OPDRACHT 1 =
Vervang in de passage over het procesverloop "geluidsfragment" door "opname" en geef het stuk van "Vervolgens heeft [xxx]" tot en met "gehoord als getuige." opnieuw weer.
OPDRACHT 2 =
Leg in een tot drie zinnen uit waarom [eiser] en mevrouw [sss] volgens de passage over het procesverloop niet als getuige zijn gehoord.
OPDRACHT 3 =
Vat de passage over het procesverloop samen in twee zinnen.

PAGINA =

Vervolgens heeft [xxx] zichzelf onder ede laten horen op 9 januari 2019. Het horen van de eveneens door hem als getuige voorgebrachte mevrouw [rrr] is achterwege gebleven. Daarna is de zaak op de rol geplaatst voor uitlating voortzetting enquête en contra-enquête dan wel aktewisseling. Mr. [gedaagde 4] heeft daarna een geluidsfragment van een telefoongesprek tussen [eiser] en [xxx] overgelegd in de procedure. Op 4 juli 2019 heeft de advocaat van [xxx] zich onttrokken. Op 15 juli 2019 heeft mr. [gedaagde 4] arrest gevraagd. [eiser] en de tevens door hem naar voren gebrachte getuige mevrouw [sss] (hierna: [sss] ), zijn daarom niet gehoord als getuige.
2.6.

GETOONDE GEGEVENS =
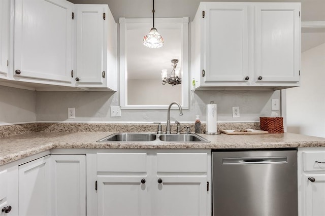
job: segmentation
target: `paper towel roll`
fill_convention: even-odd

VERWACHT ANTWOORD 1 =
Vervolgens heeft [xxx] zichzelf onder ede laten horen op 9 januari 2019. Het horen van de eveneens door hem als getuige voorgebrachte mevrouw [rrr] is achterwege gebleven. Daarna is de zaak op de rol geplaatst voor uitlating voortzetting enquête en contra-enquête dan wel aktewisseling. Mr. [gedaagde 4] heeft daarna een opname van een telefoongesprek tussen [eiser] en [xxx] overgelegd in de procedure. Op 4 juli 2019 heeft de advocaat van [xxx] zich onttrokken. Op 15 juli 2019 heeft mr. [gedaagde 4] arrest gevraagd. [eiser] en de tevens door hem naar voren gebrachte getuige mevrouw [sss] (hierna: [sss] ), zijn daarom niet gehoord als getuige.

VERWACHT ANTWOORD 2 =
Op 4 juli 2019 heeft de advocaat van [xxx] zich onttrokken. Op 15 juli 2019 heeft mr. [gedaagde 4] arrest gevraagd. Daarom zijn [eiser] en mevrouw [sss] niet als getuige gehoord.

VERWACHT ANTWOORD 3 =
[xxx] heeft zichzelf op 9 januari 2019 onder ede laten horen, het horen van mevrouw [rrr] is achterwege gebleven en mr. [gedaagde 4] heeft daarna een geluidsfragment van een telefoongesprek tussen [eiser] en [xxx] overgelegd. De advocaat van [xxx] heeft zich op 4 juli 2019 onttrokken en mr. [gedaagde 4] heeft op 15 juli 2019 arrest gevraagd, waardoor [eiser] en [sss] niet als getuige zijn gehoord.